DESCRIPTION OF THE TASK: Whatever appears in the records, write it out again exactly.

DATA TO EXAMINE:
....

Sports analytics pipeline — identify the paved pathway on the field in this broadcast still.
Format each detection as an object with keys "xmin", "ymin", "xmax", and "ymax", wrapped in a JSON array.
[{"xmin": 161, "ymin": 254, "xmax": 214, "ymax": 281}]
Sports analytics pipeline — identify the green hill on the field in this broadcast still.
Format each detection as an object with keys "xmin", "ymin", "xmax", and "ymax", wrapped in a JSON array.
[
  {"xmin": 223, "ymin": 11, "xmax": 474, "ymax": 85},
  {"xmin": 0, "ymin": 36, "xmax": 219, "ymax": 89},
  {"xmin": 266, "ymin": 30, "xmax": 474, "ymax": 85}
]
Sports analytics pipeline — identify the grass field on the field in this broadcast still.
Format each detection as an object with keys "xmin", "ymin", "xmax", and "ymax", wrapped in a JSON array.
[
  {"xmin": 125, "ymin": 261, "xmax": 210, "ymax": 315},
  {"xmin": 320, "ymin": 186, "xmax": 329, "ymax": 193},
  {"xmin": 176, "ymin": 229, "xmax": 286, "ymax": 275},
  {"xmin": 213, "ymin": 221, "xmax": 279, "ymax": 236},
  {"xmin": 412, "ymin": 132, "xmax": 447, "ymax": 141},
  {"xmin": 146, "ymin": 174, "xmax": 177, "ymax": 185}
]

....

FINAL ANSWER:
Sports analytics pipeline — identify the paved pathway on the field in this broadcast still.
Format each detection as an object with keys "xmin", "ymin", "xmax", and "ymax", wrapped in a JSON array.
[{"xmin": 161, "ymin": 254, "xmax": 214, "ymax": 281}]
Sports analytics pipeline — identify the green hill on the field in this broadcast still.
Format each detection as an object with keys "xmin", "ymin", "xmax", and "ymax", wrapped in a JSON array.
[
  {"xmin": 223, "ymin": 11, "xmax": 474, "ymax": 85},
  {"xmin": 0, "ymin": 36, "xmax": 219, "ymax": 89},
  {"xmin": 266, "ymin": 30, "xmax": 474, "ymax": 85}
]
Sports analytics pipeline — identify the grass field on the field in this broadcast still.
Format each detection as an object with keys "xmin", "ymin", "xmax", and "ymax", wrapped in a JSON array.
[
  {"xmin": 125, "ymin": 261, "xmax": 210, "ymax": 315},
  {"xmin": 320, "ymin": 186, "xmax": 329, "ymax": 193},
  {"xmin": 176, "ymin": 229, "xmax": 286, "ymax": 275},
  {"xmin": 213, "ymin": 221, "xmax": 279, "ymax": 236},
  {"xmin": 412, "ymin": 132, "xmax": 447, "ymax": 141},
  {"xmin": 146, "ymin": 174, "xmax": 177, "ymax": 185}
]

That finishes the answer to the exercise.